Stated problem = How many of the lines below contain the string "point"? Reply with the number alone.

───── Data provided ─────

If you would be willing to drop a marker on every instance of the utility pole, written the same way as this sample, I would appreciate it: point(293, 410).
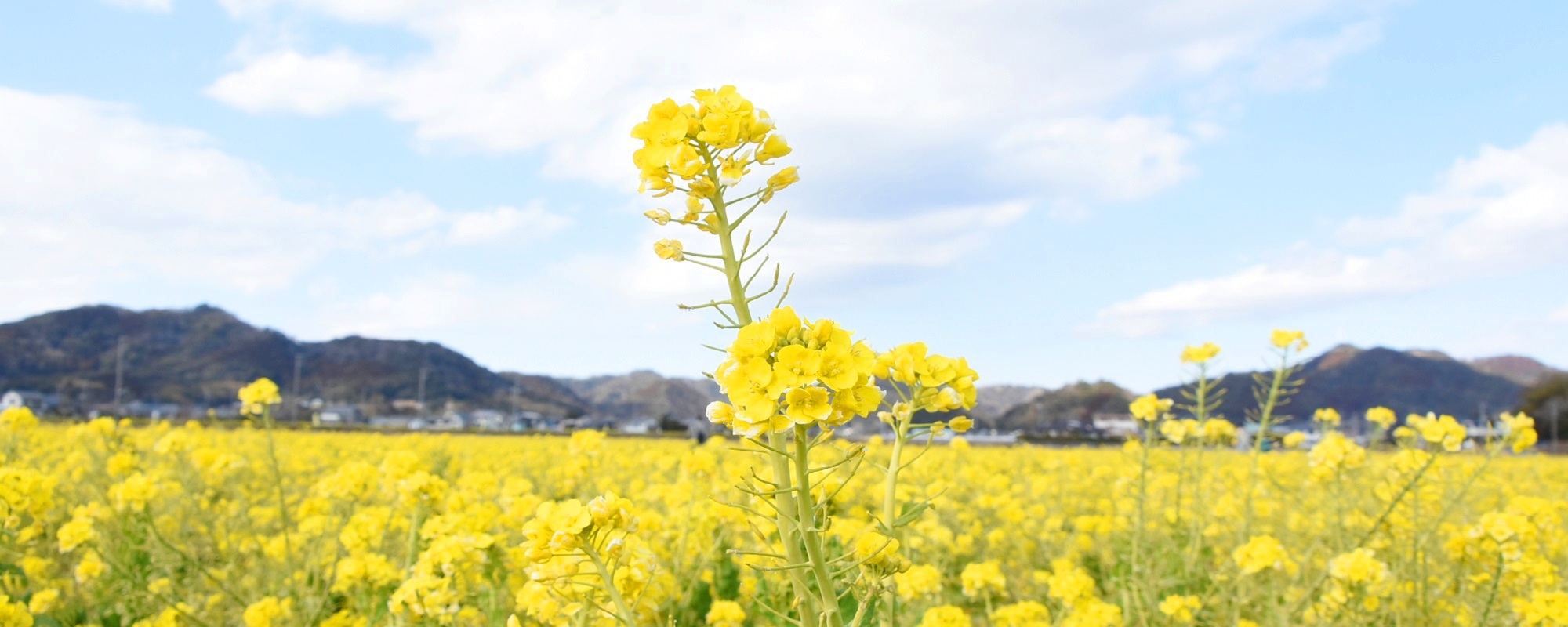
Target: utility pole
point(423, 374)
point(120, 371)
point(1552, 410)
point(294, 410)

─────

Answer for the task = 5